*About this task*. Copy out the entries that follow exactly, leaving every picture behind.

Point localization data:
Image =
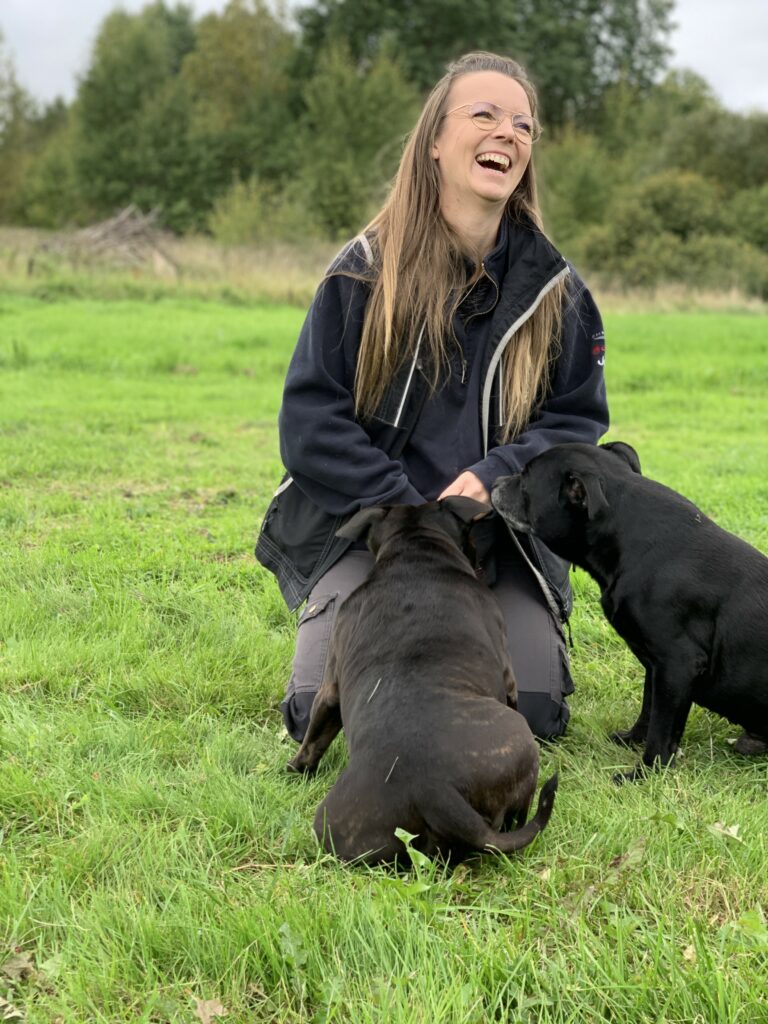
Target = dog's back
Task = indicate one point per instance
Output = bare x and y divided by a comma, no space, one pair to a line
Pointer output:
427,696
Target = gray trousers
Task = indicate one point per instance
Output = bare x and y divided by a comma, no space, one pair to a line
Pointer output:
537,643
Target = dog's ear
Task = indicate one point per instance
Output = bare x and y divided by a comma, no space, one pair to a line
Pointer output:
585,491
467,509
357,527
625,452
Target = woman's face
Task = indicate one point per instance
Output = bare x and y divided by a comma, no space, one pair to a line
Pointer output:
465,180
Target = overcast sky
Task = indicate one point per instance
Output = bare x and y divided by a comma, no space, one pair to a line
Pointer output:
725,41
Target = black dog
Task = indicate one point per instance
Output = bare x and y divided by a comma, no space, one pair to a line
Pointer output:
690,599
419,675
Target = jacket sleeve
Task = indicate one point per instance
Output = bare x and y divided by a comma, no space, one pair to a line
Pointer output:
577,409
327,452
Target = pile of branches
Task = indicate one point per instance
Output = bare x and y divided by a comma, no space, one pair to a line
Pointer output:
131,239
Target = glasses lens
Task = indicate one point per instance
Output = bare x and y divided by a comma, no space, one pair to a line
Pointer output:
486,116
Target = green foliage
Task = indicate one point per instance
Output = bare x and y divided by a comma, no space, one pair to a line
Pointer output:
748,212
572,53
728,147
242,93
158,860
49,195
127,93
255,211
578,179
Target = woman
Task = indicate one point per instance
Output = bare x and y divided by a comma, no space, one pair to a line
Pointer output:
448,345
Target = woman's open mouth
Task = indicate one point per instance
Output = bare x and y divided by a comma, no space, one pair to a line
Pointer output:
497,162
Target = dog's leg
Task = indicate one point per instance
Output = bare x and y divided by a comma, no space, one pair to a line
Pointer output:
671,705
456,825
635,736
325,724
510,684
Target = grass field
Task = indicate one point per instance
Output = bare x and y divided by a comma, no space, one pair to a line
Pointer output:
156,861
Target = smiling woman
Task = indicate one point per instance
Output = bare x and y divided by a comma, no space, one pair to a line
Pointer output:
448,344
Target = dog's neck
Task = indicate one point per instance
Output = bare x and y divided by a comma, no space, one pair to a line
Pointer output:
420,543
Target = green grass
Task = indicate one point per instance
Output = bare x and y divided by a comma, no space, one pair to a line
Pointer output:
153,851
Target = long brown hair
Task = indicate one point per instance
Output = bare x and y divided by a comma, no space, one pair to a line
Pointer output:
419,272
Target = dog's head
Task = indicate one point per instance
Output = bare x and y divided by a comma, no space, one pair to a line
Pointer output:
561,492
453,518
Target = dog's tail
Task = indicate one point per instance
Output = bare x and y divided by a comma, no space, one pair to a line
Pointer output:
451,816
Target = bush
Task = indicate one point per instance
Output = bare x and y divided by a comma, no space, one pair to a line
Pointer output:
721,262
684,203
256,212
748,212
654,259
578,178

*Exercise answer*.
Image =
Target = dog's back
Task = indicate one point per instance
Output = bare x and y divided by a comma, no space, one pair to a line
Pointer output:
427,696
Target = gray trousers
Task = indicate one point per instance
Output = bare x and y divided by a comma, no space, one pair to a line
Pointer output:
537,643
Target = dog's ear
Task = indicate one point per instance
Output = bare x and y divided by a comma, no space, one pair to a line
Pointer output:
585,491
467,509
357,527
625,452
Target = woman's face
Task = indicate one point per instance
Output = bare x and y divided by a comma, no space, one pair to a line
Pointer output:
465,180
Target = overcast sky
Task = indicate one point per instance
Output = bare x and y divided by a comma, no space, one pair to a line
Pointer output:
725,41
Target = black dog
Task = indicate one point per instance
Output = bare x and y divided by a comma, no space, one pair to a line
Pointer output:
690,599
419,675
Target = jacket sleeve
Task = indicate one point per instance
Output = bare x and y divided by a comma, no space, one pair to a line
Pointer output:
577,409
327,452
Target = pile of branches
Task = indicate one point per instance
Output = bare x and y divided by a comma, no space, one pair to a line
Pointer output:
131,239
Target = glasses lens
Task = indicate one point per instance
Output = bare x and y divided by a comma, no space, one pair to a line
Pointer output:
486,116
Target = green foliage
Task = indicate one point per instance
Output = bare x and y divided by a comma, no space, one pair to a line
Pointer output:
748,212
572,53
728,147
242,93
158,860
49,195
127,93
255,211
578,179
Target = woman
Task = indicate one point per instance
Output = bare x and y divided by a comma, no space, one pair to a line
Pointer output:
448,345
Target = woman's open mouth
Task = indicate one point per instance
Output = bare x and y divided by a comma, no space, one pair to a line
Pointer output:
497,162
Target = dog's leg
Task = indicate one point per instance
Output = bare x and y divided by a comma, no space, one pair to a line
Pointer output:
671,705
456,825
635,736
325,724
510,684
Target = grass field
Task = indicate one point per instance
Output = bare x and y divided by a comma, no space, one pair to a line
Pointer output:
156,861
Target = smiling woman
Task = indicate one point per instance
Output = bare x and y divided by a comma, no space, one pair to a line
Pointer output:
448,344
Target = dog's neck
Task = indicate one point per instance
Output = bare x and y divided by a comma, no space, one pair to a line
Pointer output:
420,543
Target = green grass
Task = indicate one point per instance
Output = bare x and y divided by a comma, no space, one pair to a line
Pointer output:
153,851
Target = long brown hair
Task = indicate one point per instance
Output = bare x and y divided by a comma, no space, one pair to a line
Pointer output:
419,272
Target = dog's head
Task = indicate one point per instance
Output = bare x and y divided by a comma, no space, one pair to a line
Pointer output:
561,492
453,518
Target = dog's tail
Task = indicate one point per instance
Output = bare x and y divided by a comma, no space, one pair to a line
Pointer output:
451,816
Target = bush
Task = indicate one point per instance
Output = bare x and y divided by a comma, no space, one pair to a line
Pointer output:
721,262
684,203
256,212
748,212
654,259
578,178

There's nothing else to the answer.